I would like you to return all of the records exactly as they stand.

-- Listed entries follows --

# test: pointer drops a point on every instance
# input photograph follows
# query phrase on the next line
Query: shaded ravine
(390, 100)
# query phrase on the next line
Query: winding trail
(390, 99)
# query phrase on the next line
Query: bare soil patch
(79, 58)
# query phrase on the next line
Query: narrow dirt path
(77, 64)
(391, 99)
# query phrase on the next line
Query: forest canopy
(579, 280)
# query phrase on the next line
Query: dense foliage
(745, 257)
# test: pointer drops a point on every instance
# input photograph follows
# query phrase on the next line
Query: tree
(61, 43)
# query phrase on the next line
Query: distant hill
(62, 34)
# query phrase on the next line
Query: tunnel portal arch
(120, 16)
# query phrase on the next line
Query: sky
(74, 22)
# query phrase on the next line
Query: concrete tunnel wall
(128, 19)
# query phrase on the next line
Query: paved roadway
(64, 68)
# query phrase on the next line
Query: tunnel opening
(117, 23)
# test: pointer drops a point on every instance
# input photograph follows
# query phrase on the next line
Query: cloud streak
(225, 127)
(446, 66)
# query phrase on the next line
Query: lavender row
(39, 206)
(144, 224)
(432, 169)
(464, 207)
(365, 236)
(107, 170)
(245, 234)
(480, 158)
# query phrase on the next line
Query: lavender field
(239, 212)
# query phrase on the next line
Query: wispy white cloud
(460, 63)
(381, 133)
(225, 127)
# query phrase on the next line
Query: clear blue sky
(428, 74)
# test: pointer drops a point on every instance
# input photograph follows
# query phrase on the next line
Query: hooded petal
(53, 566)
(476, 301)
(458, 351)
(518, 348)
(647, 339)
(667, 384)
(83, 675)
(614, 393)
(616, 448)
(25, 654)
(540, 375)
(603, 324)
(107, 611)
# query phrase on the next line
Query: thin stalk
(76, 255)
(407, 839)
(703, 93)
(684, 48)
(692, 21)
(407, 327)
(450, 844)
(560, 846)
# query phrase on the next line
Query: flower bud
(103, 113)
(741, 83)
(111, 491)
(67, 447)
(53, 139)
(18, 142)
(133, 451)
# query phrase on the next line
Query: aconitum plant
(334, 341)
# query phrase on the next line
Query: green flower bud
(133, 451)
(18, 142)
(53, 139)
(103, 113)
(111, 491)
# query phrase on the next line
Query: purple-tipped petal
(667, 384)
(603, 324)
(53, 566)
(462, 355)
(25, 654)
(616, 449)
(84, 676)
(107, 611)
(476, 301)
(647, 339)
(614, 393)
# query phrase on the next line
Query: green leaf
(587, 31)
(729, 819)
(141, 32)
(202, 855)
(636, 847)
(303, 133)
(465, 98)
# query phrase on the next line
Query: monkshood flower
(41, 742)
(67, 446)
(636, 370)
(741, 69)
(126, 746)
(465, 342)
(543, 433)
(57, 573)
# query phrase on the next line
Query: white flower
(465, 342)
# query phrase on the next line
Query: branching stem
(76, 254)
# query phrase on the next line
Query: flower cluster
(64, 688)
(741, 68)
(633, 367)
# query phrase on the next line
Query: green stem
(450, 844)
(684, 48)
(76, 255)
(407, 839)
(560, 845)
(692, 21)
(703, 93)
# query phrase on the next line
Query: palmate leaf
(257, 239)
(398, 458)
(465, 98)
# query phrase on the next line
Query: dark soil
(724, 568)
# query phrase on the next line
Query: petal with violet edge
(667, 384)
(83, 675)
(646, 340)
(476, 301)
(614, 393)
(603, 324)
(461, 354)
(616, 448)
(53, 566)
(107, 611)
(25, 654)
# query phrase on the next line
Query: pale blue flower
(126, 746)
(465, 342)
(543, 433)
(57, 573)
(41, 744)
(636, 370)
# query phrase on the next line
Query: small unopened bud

-- Listed entries concluded --

**Solution to this task**
# test: pointer drops a point on every instance
# input photograph follows
# query phrase on the next line
Query: shaded ravine
(390, 100)
# query phrase on the next line
Query: winding trail
(390, 99)
# query phrase on the next line
Query: bare soil patch
(79, 58)
# query phrase on the next line
Query: narrow dirt path
(77, 64)
(391, 99)
# query phrase on the next line
Query: forest canopy
(579, 280)
# query phrase on the next line
Query: dense foliage
(745, 257)
# test: pointer drops a point on every instance
# input photograph follows
# query phrase on the next line
Query: tree
(61, 43)
# query phrase on the next line
Query: distant hill
(62, 34)
# query phrase on the next line
Query: tunnel portal arch
(120, 16)
# query phrase on the next line
Query: sky
(74, 22)
# query phrase on the next line
Query: concrete tunnel wall
(128, 19)
# query phrase on the next line
Query: paved roadway
(64, 68)
# query phrase on the next line
Query: tunnel opening
(117, 23)
# test: pointer drops a point on every instance
# input photograph follows
# query phrase on the next line
Query: cloud streak
(225, 127)
(446, 66)
# query phrase on the next line
Query: lavender row
(39, 206)
(144, 224)
(432, 169)
(464, 207)
(365, 236)
(107, 170)
(245, 234)
(480, 158)
# query phrase on the next line
Query: lavender field
(239, 212)
# query phrase on the next line
Query: wispy white cloud
(460, 63)
(381, 133)
(225, 127)
# query phrase on the next line
Query: clear blue sky
(428, 74)
# test: pointer drops a point on every instance
# input photograph follows
# query phrase on the next line
Query: hooded petal
(53, 566)
(476, 301)
(458, 351)
(518, 348)
(647, 339)
(667, 384)
(83, 675)
(614, 393)
(616, 448)
(25, 654)
(540, 375)
(603, 324)
(107, 611)
# query phrase on the next line
Query: thin stalk
(76, 255)
(407, 839)
(703, 93)
(684, 48)
(692, 21)
(407, 327)
(450, 844)
(560, 846)
# query phrase on the next line
Query: flower bud
(103, 113)
(741, 83)
(111, 491)
(67, 447)
(53, 139)
(18, 142)
(133, 451)
# query phrase on the next line
Query: aconitum plant
(334, 341)
# query phrase on the next line
Query: green flower bud
(133, 451)
(18, 142)
(53, 139)
(103, 113)
(111, 491)
# query phrase on the next line
Query: purple-tipped petal
(667, 384)
(603, 324)
(53, 566)
(462, 355)
(25, 654)
(616, 449)
(84, 676)
(107, 611)
(476, 301)
(647, 339)
(614, 393)
# query phrase on the next line
Query: green leaf
(587, 31)
(729, 819)
(141, 32)
(202, 855)
(636, 847)
(303, 133)
(465, 98)
# query phrase on the next line
Query: monkshood flower
(41, 742)
(67, 446)
(636, 370)
(741, 69)
(126, 746)
(465, 342)
(543, 433)
(57, 573)
# query phrase on the next line
Query: white flower
(465, 342)
# query phrase on the next line
Query: branching stem
(76, 254)
# query phrase on the next line
Query: flower cluster
(64, 688)
(741, 68)
(633, 367)
# query phrase on the next line
Query: green stem
(450, 844)
(684, 48)
(76, 255)
(407, 839)
(560, 845)
(692, 21)
(703, 93)
# query phrase on the next line
Query: palmate leaf
(257, 239)
(398, 458)
(465, 98)
# query phrase on the next line
Query: dark soil
(724, 568)
# query phrase on the next line
Query: petal with violet edge
(667, 384)
(83, 675)
(646, 340)
(476, 301)
(614, 393)
(603, 324)
(461, 354)
(616, 448)
(53, 566)
(107, 611)
(25, 654)
# query phrase on the next line
Query: pale blue flower
(126, 746)
(465, 342)
(543, 433)
(57, 573)
(41, 744)
(636, 370)
# query phrase on the next line
Query: small unopened bud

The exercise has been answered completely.